(Data excerpts)
<<<<
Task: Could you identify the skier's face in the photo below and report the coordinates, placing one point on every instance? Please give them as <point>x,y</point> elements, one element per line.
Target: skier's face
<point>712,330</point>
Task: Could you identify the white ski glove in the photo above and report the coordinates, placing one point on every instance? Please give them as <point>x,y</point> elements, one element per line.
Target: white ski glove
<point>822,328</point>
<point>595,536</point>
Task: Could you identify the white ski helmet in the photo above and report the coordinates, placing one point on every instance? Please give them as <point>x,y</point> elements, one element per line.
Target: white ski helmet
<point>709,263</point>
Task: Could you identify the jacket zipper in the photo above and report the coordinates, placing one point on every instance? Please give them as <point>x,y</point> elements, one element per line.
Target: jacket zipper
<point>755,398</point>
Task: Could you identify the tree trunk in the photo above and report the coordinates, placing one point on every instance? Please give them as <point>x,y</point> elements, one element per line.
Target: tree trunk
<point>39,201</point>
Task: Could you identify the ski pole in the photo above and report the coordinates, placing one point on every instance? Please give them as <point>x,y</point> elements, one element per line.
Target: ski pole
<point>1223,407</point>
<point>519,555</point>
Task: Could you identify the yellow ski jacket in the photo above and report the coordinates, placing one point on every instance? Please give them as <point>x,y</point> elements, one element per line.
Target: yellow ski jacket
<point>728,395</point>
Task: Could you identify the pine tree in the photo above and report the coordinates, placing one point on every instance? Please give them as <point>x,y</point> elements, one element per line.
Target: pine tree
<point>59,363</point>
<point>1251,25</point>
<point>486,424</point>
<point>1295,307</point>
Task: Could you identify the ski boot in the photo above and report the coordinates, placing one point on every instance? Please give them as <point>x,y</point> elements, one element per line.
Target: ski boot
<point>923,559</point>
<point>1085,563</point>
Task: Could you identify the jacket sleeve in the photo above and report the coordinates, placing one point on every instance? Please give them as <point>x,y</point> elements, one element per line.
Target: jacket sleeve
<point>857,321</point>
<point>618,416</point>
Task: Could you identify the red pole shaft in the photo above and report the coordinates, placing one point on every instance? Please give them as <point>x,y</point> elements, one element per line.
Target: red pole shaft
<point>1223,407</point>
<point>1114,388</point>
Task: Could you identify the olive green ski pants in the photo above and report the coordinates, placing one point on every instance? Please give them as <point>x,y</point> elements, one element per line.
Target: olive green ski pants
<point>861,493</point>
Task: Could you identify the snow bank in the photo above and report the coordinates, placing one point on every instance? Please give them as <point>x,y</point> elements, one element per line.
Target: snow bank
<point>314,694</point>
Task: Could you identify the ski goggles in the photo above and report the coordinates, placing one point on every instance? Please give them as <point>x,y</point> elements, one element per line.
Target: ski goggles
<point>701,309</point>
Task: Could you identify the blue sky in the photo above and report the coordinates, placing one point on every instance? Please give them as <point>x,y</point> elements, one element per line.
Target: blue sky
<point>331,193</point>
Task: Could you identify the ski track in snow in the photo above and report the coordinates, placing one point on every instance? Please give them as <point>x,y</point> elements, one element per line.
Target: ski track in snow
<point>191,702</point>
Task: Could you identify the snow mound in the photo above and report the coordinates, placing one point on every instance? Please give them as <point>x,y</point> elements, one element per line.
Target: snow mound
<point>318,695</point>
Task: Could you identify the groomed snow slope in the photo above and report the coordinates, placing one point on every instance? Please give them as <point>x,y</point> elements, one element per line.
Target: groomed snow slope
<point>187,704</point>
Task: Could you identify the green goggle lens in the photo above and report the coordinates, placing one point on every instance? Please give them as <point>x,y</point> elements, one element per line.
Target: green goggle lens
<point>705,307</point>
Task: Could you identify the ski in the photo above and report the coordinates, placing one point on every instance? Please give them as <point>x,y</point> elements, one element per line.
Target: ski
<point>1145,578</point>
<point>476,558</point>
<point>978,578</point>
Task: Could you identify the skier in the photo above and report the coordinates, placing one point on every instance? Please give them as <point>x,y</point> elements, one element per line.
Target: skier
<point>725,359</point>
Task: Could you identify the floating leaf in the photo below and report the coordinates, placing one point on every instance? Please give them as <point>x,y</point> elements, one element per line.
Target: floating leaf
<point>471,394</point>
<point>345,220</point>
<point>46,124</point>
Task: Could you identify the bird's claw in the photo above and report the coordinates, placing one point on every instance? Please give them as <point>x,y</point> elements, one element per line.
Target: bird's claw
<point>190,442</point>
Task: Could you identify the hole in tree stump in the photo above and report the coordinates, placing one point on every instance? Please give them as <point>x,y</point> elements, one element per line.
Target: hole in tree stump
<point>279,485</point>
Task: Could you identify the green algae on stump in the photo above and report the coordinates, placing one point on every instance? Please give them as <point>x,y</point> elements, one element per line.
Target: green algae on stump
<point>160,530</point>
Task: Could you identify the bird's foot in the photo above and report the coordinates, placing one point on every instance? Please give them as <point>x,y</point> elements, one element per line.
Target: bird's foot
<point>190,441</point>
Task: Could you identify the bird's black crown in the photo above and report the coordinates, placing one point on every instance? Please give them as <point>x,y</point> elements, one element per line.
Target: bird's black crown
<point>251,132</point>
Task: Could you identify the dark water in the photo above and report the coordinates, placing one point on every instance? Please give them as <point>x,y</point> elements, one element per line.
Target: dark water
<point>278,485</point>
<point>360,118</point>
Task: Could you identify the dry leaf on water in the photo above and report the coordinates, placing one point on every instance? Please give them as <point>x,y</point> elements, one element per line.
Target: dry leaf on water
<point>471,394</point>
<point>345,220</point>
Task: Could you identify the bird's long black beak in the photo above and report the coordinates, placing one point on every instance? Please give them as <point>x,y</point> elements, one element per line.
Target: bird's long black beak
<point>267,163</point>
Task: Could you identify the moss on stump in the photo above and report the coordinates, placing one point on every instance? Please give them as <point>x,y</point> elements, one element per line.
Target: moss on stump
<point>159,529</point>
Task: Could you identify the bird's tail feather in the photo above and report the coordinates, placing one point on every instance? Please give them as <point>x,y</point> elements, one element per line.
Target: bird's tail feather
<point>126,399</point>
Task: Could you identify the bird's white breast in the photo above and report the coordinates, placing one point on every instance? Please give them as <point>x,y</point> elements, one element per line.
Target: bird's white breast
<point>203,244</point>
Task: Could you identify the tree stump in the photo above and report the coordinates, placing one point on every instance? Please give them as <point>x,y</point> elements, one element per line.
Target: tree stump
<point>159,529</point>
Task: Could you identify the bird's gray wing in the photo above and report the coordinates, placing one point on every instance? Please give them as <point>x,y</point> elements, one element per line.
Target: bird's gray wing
>>>>
## PROBLEM DETAILS
Copy out the records once more, with nothing altered.

## SOLUTION BELOW
Task: Could you identify the skier's face in the photo below and report the coordinates, placing one point on every instance? Please give them as <point>x,y</point> elements, one element per line.
Target: skier's face
<point>712,330</point>
Task: Could you identify the white ski glove in the photo above and report the coordinates, placing one point on every instance? Please give them as <point>x,y</point> elements, one element per line.
Target: white ski glove
<point>822,328</point>
<point>595,536</point>
Task: Could you identify the white ski helmet in the photo above and report the coordinates, placing one point on every instance? Please give them as <point>x,y</point> elements, one element per line.
Target: white ski helmet
<point>709,263</point>
Task: Could you identify the jacket zipper in the photo above and report the coordinates, placing one point on every instance? Please give them as <point>x,y</point> elements, one element per line.
Target: jacket zipper
<point>755,398</point>
Task: Could you identify the tree trunk in the photo above and report the coordinates, placing one point on every instance? Please give them as <point>x,y</point> elements, one element per line.
Target: tree trunk
<point>39,201</point>
Task: Could you identify the ski pole in the photo above and report the coordinates, placing one point on every instance? Please give them as <point>x,y</point> elements, one element per line.
Target: ski pole
<point>1223,407</point>
<point>519,555</point>
Task: Could you identify the yellow ski jacket in the photo above and report the coordinates, placing one point on every instance? Please give them as <point>x,y</point> elements, one element per line.
Target: yellow ski jacket
<point>728,395</point>
Task: Could you identify the pine tree in the photo above and report the coordinates, placing one point on every instance? Please give them as <point>x,y</point> elements, one element per line.
Target: pine tree
<point>59,363</point>
<point>1251,25</point>
<point>486,424</point>
<point>1295,307</point>
Task: Could you identify the ski boot in the photo above and report the coordinates, placing one point on every instance? Please give them as <point>x,y</point> elements, one element per line.
Target: ski boot
<point>923,559</point>
<point>1085,563</point>
Task: Could you identify the jacket sleeve in the photo above and report the coordinates, placing one point on every instance? Please give them as <point>x,y</point> elements, one element per line.
Target: jacket sleeve
<point>857,321</point>
<point>618,416</point>
Task: Could you identify the red pole shaft in the photo above and report the coordinates, placing one point on every instance? Please give them as <point>x,y</point> elements, one element per line.
Target: red pole shaft
<point>1223,407</point>
<point>1114,388</point>
Task: Could you identify the olive green ski pants in the photo above and report the coordinates, placing one point on every instance? Please give them as <point>x,y</point> elements, one element per line.
Target: olive green ski pants
<point>861,493</point>
Task: Could you identify the snow bank in the photo above and report the coordinates, placing one point on every instance? Please give them as <point>x,y</point> elements, one element per line.
Target: snow bank
<point>314,694</point>
Task: Could you identify the ski goggles in the photo above and report the coordinates, placing one point on every instance? Please give them as <point>x,y</point> elements, one element per line.
Target: ski goggles
<point>701,309</point>
Task: Could you identify the blue sky in the photo above and report the coordinates, placing one point on every instance? Please give them as <point>x,y</point> elements, one element per line.
Target: blue sky
<point>331,193</point>
Task: Could you identify the ski track in snow in the photo above and report the coordinates, placing one point on every instance? Please give them as <point>x,y</point> elements, one element per line.
Target: ski track in snow
<point>191,702</point>
Task: Could you identify the snow mound in the photo above and report the coordinates, placing one point on every instance? Please give them as <point>x,y</point> elements, one element per line.
Target: snow mound
<point>318,695</point>
Task: Could you identify the groomed snow slope in the photo above and report the coordinates, placing one point on every instance? Please give them as <point>x,y</point> elements, one element per line.
Target: groomed snow slope
<point>187,704</point>
Task: Could you identify the green goggle lens in the photo above and report the coordinates, placing one point on every instance? Please give them as <point>x,y</point> elements, one element per line.
Target: green goggle lens
<point>705,307</point>
Task: Could you identify the ski in the photo above and report the coordinates, placing one point on every instance? Please give them as <point>x,y</point> elements, one element per line.
Target: ski
<point>1145,578</point>
<point>476,558</point>
<point>978,578</point>
Task: Could you identify the skier in the photo above and report the coordinates, placing one point on every instance? Please give them as <point>x,y</point> elements, one element per line.
Target: skier
<point>725,359</point>
Task: Could you identify the floating leaf in the photo below and report the coordinates, placing one point on every instance? Please give them as <point>x,y</point> elements, one element per line.
Target: floating leaf
<point>471,394</point>
<point>345,220</point>
<point>46,124</point>
Task: Could you identify the bird's claw in the photo above and report the coordinates, placing one point on every instance? Please give them as <point>x,y</point> elements, one element per line.
Target: bird's claw
<point>190,442</point>
Task: Could you identify the hole in tree stump in the photo above and report the coordinates, placing one point on every instance? Please give them as <point>x,y</point> elements, one element per line.
Target: hole in tree stump
<point>279,485</point>
Task: Could you identify the green algae on stump in the photo above and report the coordinates, placing one point on every instance? Please give them as <point>x,y</point> elements, one element per line.
Target: green algae on stump
<point>160,530</point>
Task: Could you identify the bird's foot in the photo above and report the coordinates, placing one point on every instance? Please give them as <point>x,y</point> elements, one element per line.
Target: bird's foot
<point>190,441</point>
Task: Could you identify the bird's black crown in the photo above and report the coordinates, placing one point on every instance? Please give them as <point>x,y</point> elements, one element per line.
Target: bird's black crown
<point>251,132</point>
Task: Could you identify the dark water in the photo above and report the coordinates, placing one point on every instance? Please give them as <point>x,y</point> elements, one element per line.
Target: dark water
<point>278,485</point>
<point>360,118</point>
Task: Could you identify the dry leaf on water in the photo above and report the coordinates, placing one point on every instance? Please give them as <point>x,y</point> elements, one element per line.
Target: dry leaf on water
<point>471,394</point>
<point>345,220</point>
Task: Could you identify the bird's long black beak in the photo above and report the coordinates, placing one point on every instance? Please give them as <point>x,y</point> elements, one element per line.
Target: bird's long black beak
<point>267,163</point>
Task: Could you identify the moss on stump in the photo above and report the coordinates, placing one point on every instance? Please give them as <point>x,y</point> elements, one element per line.
Target: moss on stump
<point>159,529</point>
Task: Could you identify the bird's tail feather in the photo above and report the coordinates, placing one point on every instance? Please give them as <point>x,y</point> elements, one element per line.
Target: bird's tail feather
<point>126,399</point>
Task: Could you identify the bird's white breast in the photo above and report the coordinates, placing one point on every instance? Please give them as <point>x,y</point> elements, one element per line.
Target: bird's white breast
<point>203,244</point>
Task: Could you identify the tree stump in the photo above and report the coordinates, placing one point on every instance? Please give them as <point>x,y</point> elements, one element per line.
Target: tree stump
<point>159,529</point>
Task: Could you identify the bird's gray wing in the photo above and report the coordinates, placing one point on every instance? Please give them as <point>x,y</point> elements, one element per line.
Target: bird's gray wing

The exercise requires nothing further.